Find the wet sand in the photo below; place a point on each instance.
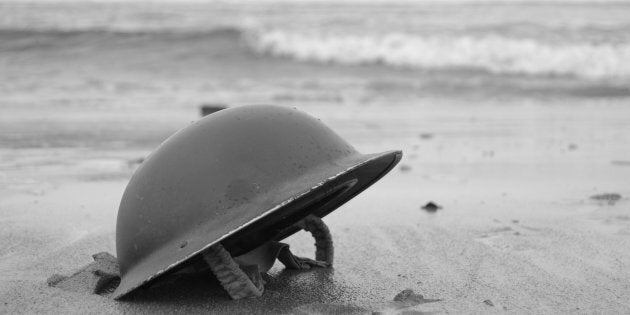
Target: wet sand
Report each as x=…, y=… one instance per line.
x=518, y=228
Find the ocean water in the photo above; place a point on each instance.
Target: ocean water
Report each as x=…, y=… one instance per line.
x=522, y=49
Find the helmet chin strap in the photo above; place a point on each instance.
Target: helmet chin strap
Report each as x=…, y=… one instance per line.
x=241, y=276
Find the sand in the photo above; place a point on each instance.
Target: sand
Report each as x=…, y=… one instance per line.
x=518, y=227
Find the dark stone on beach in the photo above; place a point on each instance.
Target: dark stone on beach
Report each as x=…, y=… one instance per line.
x=408, y=295
x=207, y=109
x=611, y=198
x=100, y=277
x=409, y=298
x=431, y=207
x=405, y=168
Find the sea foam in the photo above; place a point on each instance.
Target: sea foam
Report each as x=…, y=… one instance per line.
x=492, y=53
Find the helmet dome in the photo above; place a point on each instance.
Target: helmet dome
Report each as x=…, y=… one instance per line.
x=241, y=176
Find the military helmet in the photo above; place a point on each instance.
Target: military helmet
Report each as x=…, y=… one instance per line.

• **Exercise aim**
Copy every one of the entries above word for word, leaving out the pictures.

• **Answer in full**
Find the wet sand in the photo below; place a point on each instance.
Target: wet sand
Report each as x=…, y=… one instance per line.
x=518, y=228
Find the ocean water in the photo above; place a point on each instance.
Target: ocean water
Report each as x=…, y=… one instance per line.
x=522, y=49
Find the helmet chin strap in the photo above; place a point on each instance.
Target: helmet chin strap
Report each as x=…, y=… one instance per line.
x=241, y=276
Find the sand in the photo above; place a point on each instance.
Target: sand
Report each as x=…, y=… one instance per line.
x=518, y=227
Find the dark stone on beach in the photo above; place a point on each instance.
Target: dark stone on beach
Report each as x=…, y=… one instance per line.
x=408, y=295
x=207, y=109
x=611, y=198
x=100, y=277
x=409, y=298
x=431, y=207
x=405, y=168
Find the sea foam in the photo above; place a point on each instance.
Target: sea foam
Report each as x=…, y=… one instance per line.
x=492, y=53
Find the helmet dome in the photo above; place a point on each instance.
Target: helmet dome
Report each as x=…, y=… one instance per line.
x=241, y=176
Find the military helmet in the photo above; place a point on each instance.
Target: military helmet
Report each as x=…, y=… one instance per line.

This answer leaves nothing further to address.